Aim of the exercise: Reproduce every one of the records below word for word, line by line and in their original order.

Supplied records:
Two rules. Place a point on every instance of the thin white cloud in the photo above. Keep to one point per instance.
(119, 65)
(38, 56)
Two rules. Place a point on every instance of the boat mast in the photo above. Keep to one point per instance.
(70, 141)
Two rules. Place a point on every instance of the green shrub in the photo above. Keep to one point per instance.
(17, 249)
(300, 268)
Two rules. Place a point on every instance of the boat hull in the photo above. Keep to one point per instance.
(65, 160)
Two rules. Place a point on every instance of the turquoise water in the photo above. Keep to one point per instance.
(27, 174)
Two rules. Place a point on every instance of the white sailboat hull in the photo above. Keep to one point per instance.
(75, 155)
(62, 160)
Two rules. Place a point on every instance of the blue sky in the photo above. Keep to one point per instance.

Correct result:
Two rules. Place a point on every instance of the thin white cloud in the photo above. Keep to one point per instance.
(119, 65)
(38, 56)
Two rules. Place a point on every instance of the boat mast in the photo above. Keep to one point per instance.
(70, 141)
Two rules. Place a point on every instance of the green shrub in the photo above. Keep to one point per instance.
(17, 249)
(300, 268)
Two rules. Place a point on every instance of the boat hull in the photo above. Keep to one point per instance.
(65, 160)
Two rules. Place a point on every instance of the turquoise water in the photo above. Keep to one point per instance.
(27, 174)
Two rules. Place a point on every instance of the white sailboat hull in the photo above. Keep to one point per instance.
(75, 155)
(62, 160)
Two rules. Place a point on every instance of the blue sky in the photo above. Keep to one point per instance.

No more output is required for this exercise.